[Image point annotation entries]
● ● ● ● ●

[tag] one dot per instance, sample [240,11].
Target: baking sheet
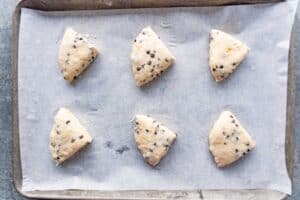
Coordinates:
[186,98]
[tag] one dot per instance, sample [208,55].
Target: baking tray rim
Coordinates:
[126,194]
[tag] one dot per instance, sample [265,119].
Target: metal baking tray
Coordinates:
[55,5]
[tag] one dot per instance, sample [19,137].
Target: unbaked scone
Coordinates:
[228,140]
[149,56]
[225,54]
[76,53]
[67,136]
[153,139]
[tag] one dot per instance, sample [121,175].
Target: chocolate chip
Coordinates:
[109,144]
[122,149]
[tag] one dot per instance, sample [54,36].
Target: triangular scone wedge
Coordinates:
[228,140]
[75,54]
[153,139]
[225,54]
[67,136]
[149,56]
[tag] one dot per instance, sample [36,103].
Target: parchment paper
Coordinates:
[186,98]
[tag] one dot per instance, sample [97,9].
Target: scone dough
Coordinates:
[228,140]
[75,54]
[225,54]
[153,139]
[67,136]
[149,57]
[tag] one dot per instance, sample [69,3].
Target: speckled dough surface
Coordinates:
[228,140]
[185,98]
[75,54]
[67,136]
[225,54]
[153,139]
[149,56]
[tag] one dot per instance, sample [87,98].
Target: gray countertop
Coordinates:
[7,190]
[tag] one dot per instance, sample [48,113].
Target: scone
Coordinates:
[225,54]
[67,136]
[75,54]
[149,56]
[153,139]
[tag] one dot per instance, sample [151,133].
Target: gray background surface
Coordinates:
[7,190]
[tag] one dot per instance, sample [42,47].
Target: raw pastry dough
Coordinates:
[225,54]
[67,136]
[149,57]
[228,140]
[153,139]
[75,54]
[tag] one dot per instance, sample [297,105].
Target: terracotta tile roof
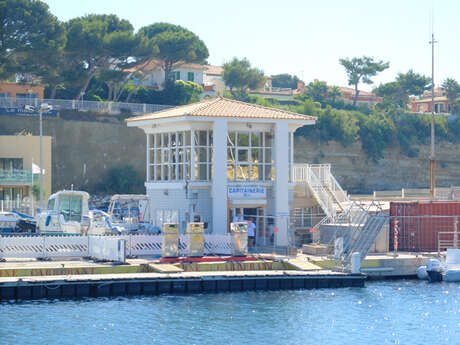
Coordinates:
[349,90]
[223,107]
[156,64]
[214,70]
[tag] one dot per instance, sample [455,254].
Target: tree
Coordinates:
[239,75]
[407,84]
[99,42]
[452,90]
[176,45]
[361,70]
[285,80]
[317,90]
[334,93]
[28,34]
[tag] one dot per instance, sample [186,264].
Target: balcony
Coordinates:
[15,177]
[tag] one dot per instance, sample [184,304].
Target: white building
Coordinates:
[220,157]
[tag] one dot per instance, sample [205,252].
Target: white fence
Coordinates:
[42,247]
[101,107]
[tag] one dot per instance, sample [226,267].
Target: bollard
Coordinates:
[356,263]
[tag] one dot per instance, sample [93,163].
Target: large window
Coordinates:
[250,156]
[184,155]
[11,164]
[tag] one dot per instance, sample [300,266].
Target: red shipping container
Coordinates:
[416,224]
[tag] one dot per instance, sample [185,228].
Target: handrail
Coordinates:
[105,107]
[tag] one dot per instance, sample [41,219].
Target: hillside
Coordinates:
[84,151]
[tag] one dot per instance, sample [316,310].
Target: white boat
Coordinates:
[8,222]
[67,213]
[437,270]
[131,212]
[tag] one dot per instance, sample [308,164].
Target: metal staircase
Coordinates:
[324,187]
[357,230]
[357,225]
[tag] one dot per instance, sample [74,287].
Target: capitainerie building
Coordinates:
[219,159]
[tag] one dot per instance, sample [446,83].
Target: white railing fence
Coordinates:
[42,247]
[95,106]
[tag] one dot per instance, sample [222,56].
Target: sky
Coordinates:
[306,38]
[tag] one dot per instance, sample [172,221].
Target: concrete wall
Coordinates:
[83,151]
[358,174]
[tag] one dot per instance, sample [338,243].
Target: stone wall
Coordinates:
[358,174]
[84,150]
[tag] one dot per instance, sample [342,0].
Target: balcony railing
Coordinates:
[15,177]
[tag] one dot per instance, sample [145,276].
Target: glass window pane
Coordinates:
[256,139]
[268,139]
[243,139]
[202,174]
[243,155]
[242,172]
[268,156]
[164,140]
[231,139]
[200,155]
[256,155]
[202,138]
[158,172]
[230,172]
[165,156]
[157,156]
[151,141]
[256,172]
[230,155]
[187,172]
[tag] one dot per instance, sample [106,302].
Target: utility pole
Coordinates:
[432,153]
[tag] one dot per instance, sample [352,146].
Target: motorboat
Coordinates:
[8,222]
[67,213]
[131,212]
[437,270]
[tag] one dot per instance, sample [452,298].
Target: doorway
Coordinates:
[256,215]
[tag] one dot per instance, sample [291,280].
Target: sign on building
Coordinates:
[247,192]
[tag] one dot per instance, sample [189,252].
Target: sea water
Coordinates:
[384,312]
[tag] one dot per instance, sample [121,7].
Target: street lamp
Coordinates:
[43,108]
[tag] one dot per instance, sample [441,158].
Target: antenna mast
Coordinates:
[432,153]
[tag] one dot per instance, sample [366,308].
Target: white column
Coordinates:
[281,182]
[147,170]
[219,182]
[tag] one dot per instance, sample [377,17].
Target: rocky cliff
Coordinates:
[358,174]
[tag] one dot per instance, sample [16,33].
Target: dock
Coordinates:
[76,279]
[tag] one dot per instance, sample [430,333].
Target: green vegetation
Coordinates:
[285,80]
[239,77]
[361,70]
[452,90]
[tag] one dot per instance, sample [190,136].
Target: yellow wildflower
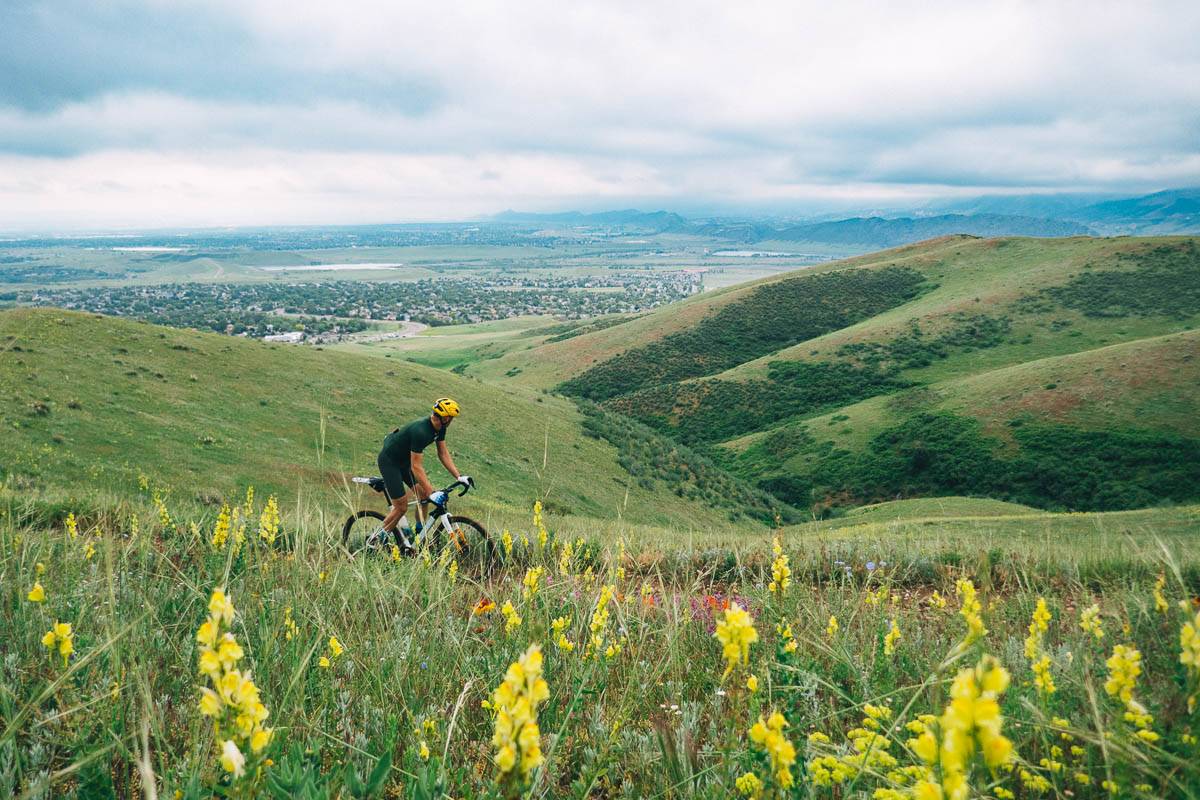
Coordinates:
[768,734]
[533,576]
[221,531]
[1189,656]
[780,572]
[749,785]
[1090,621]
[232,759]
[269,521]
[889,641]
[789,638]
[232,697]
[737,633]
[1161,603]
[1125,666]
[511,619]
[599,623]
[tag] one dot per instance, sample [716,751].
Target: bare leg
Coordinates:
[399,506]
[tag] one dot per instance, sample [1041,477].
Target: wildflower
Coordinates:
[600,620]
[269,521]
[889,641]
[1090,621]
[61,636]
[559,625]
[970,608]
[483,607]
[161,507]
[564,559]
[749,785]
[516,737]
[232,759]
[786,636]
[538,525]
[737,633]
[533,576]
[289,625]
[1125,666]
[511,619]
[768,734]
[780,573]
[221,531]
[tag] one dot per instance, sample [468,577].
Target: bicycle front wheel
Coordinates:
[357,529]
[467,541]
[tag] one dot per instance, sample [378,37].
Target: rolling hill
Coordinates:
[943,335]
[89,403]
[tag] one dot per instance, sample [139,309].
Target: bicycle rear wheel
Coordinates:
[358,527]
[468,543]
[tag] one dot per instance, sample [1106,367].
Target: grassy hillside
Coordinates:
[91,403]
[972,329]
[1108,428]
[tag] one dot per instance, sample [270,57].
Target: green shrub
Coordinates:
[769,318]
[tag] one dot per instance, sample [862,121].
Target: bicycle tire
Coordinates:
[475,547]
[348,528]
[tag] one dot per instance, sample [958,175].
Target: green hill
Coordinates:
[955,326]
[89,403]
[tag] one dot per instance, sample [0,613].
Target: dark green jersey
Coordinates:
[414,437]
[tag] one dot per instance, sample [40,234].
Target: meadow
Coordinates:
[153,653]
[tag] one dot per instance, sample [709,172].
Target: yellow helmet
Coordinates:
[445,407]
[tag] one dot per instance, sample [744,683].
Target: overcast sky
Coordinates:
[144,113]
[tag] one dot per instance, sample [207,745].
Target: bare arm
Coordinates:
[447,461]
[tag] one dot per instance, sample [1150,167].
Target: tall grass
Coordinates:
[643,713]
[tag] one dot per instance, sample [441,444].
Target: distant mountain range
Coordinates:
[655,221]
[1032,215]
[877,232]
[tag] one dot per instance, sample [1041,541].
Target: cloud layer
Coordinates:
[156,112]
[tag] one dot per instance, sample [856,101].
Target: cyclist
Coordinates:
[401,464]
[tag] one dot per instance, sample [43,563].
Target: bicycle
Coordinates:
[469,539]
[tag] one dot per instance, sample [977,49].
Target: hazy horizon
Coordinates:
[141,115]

● ● ● ● ●

* [EXERCISE REQUIREMENTS] Can you write out the lines again in full, starting at the line that has "[tag] one dot per instance, sample [856,101]." and stopping at the end of the records, with every answer coordinate scaled by 0.65 and rounded to a whole number (halves round up)? Leave the sample coordinates in the tag lines unchanged.

* [SOLUTION FOR THIS EXERCISE]
[tag] one dot per instance, sample [856,101].
Target: cyclist
Coordinates:
[261,302]
[tag] one dot per instance, sample [43,563].
Target: bicycle
Coordinates:
[305,350]
[tag] one dot per instance, sample [977,49].
Target: hazy horizon
Coordinates:
[92,75]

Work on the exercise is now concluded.